# Задание 1
Обновите записи: начните со строки, где стоит «Query: tree», и дойдите до конца записей, заменив «river water» на «river surface» и не меняя ничего другого. Картинки в ответ, пожалуйста, не включайте.

======== Исходный текст

На той встрече присутствовал Эдуард Шеварднадзе, и я помню – это касается не Горбачёва, но все же: я помню, как во время встречи Шеварднадзе и Бейкера в Иркутске поступила новость о вторжении Саддама Хусейна в Кувейт. Помню, как об этом объявил помощник Бейкера, и это было полной неожиданностью. На обсуждение этого не стали тратить много времени, но договорились о дальнейших контактах. И контакты впоследствии привели к этой, как я считаю, по-настоящему исторической и, возможно, недооцененной встрече Горбачёва и Буша в Хельсинки.
Вы сказали, что проработали с ним двадцать семь лет. Как за это время изменилось ваше восприятие событий? Ему теперь исполнилось восемьдесят лет: как вы оцените то влияние, которое он оказал на Россию и мир?

================
======== Материал к заданию

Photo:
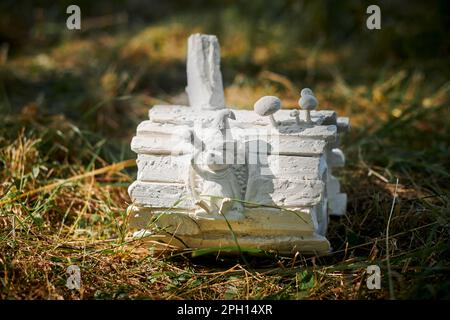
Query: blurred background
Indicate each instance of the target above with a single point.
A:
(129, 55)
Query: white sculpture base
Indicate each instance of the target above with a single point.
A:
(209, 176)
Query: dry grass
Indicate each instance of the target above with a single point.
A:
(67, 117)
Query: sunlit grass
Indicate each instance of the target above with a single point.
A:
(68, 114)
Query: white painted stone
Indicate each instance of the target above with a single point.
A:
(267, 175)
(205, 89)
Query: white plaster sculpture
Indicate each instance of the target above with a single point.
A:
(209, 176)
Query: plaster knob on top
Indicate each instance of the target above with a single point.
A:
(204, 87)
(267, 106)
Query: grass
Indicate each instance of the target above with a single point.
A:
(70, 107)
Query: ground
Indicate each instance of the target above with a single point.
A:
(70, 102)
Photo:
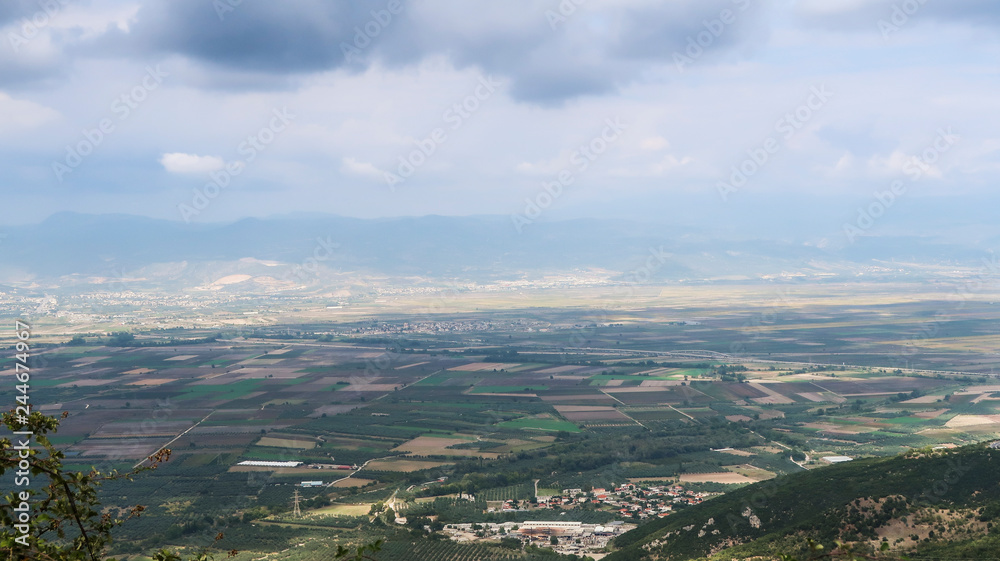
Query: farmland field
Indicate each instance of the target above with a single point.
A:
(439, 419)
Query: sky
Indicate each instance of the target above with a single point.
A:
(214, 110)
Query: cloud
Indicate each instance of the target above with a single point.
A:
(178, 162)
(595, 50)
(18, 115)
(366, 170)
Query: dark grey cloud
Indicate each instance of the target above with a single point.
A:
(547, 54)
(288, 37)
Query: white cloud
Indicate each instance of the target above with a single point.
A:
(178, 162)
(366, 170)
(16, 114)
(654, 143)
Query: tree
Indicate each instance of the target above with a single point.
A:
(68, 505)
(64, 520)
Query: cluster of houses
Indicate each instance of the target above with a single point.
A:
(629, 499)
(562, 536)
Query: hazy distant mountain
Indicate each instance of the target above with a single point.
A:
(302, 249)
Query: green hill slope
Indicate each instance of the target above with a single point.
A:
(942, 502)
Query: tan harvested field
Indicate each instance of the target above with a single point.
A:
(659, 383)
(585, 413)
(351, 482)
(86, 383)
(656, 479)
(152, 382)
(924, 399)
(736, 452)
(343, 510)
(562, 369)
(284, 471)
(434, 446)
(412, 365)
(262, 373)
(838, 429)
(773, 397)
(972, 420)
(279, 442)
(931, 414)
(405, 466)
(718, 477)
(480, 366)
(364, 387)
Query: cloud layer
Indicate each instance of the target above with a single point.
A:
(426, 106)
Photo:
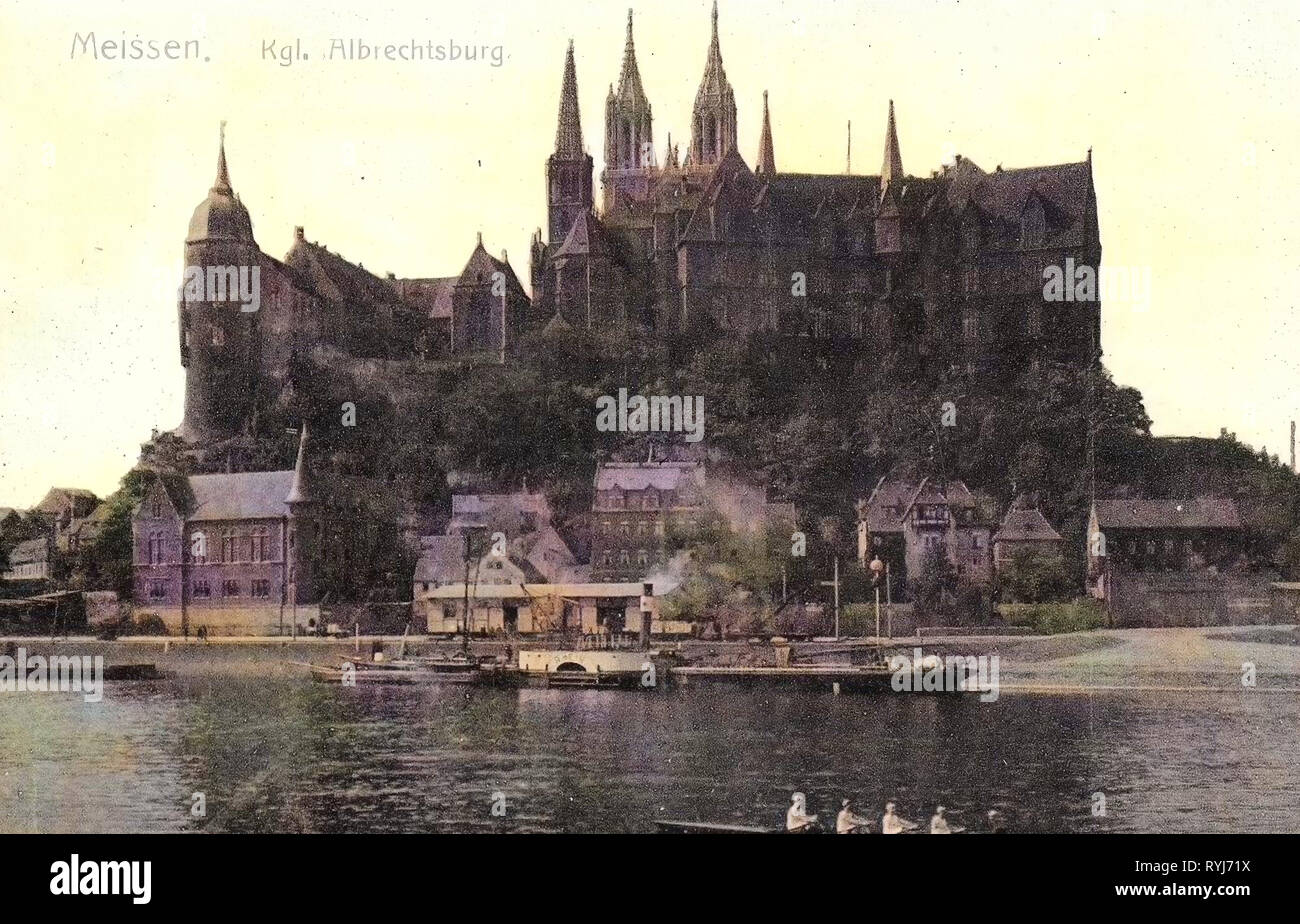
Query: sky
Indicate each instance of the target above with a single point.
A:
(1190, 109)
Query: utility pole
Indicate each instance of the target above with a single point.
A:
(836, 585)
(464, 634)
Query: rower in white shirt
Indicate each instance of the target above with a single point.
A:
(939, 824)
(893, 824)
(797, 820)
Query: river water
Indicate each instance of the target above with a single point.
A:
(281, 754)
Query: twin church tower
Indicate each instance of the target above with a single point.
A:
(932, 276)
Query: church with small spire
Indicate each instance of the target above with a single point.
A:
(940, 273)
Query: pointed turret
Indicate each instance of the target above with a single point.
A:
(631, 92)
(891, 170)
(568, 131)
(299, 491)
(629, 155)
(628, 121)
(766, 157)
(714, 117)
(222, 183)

================

# Задание 2
Запишите исходный текст полностью, без единого изменения.

# Полный ответ 1
Query: tree
Indicate each instance of the target above with a single point.
A:
(68, 505)
(64, 520)
Query: cluster of houses
Indicate each instance of the target above with a single point.
A:
(629, 499)
(562, 536)
Query: hazy distant mountain
Indicate each instance of the target above with a single point.
A:
(302, 249)
Query: green hill slope
Indicate each instance of the target above with a single point.
A:
(942, 502)
Query: tan harvested field
Indicate each instance of the target above with a single point.
A:
(659, 383)
(585, 413)
(351, 482)
(86, 383)
(656, 479)
(152, 382)
(924, 399)
(736, 452)
(343, 510)
(562, 369)
(284, 471)
(434, 446)
(412, 365)
(262, 373)
(838, 429)
(773, 397)
(972, 420)
(279, 442)
(931, 414)
(405, 466)
(718, 477)
(480, 366)
(364, 387)
Query: cloud layer
Indicate each instance of the target above with a single point.
A:
(426, 106)
Photo:
Query: sky
Indicate each instance of the target above with a single point.
A:
(1190, 109)
Query: utility pole
Indicate each instance of the target above with a single point.
A:
(836, 585)
(464, 634)
Query: rower in white shirt
Indicate each instance of the target above with a single point.
A:
(939, 824)
(893, 824)
(797, 820)
Query: river surface
Indicate each instance of the target above with a single point.
A:
(281, 754)
Query: twin church tower
Indicate each instance of the target above with a single point.
A:
(932, 276)
Query: church with small spire
Indicate each instance of the target above with a single point.
A:
(940, 273)
Query: pointed turret
Indicate each instance of the target above with a single point.
A:
(631, 92)
(891, 170)
(568, 131)
(299, 491)
(629, 155)
(628, 121)
(766, 157)
(714, 117)
(222, 183)

# Полный ответ 2
На той встрече присутствовал Эдуард Шеварднадзе, и я помню – это касается не Горбачёва, но все же: я помню, как во время встречи Шеварднадзе и Бейкера в Иркутске поступила новость о вторжении Саддама Хусейна в Кувейт. Помню, как об этом объявил помощник Бейкера, и это было полной неожиданностью. На обсуждение этого не стали тратить много времени, но договорились о дальнейших контактах. И контакты впоследствии привели к этой, как я считаю, по-настоящему исторической и, возможно, недооцененной встрече Горбачёва и Буша в Хельсинки.
Вы сказали, что проработали с ним двадцать семь лет. Как за это время изменилось ваше восприятие событий? Ему теперь исполнилось восемьдесят лет: как вы оцените то влияние, которое он оказал на Россию и мир?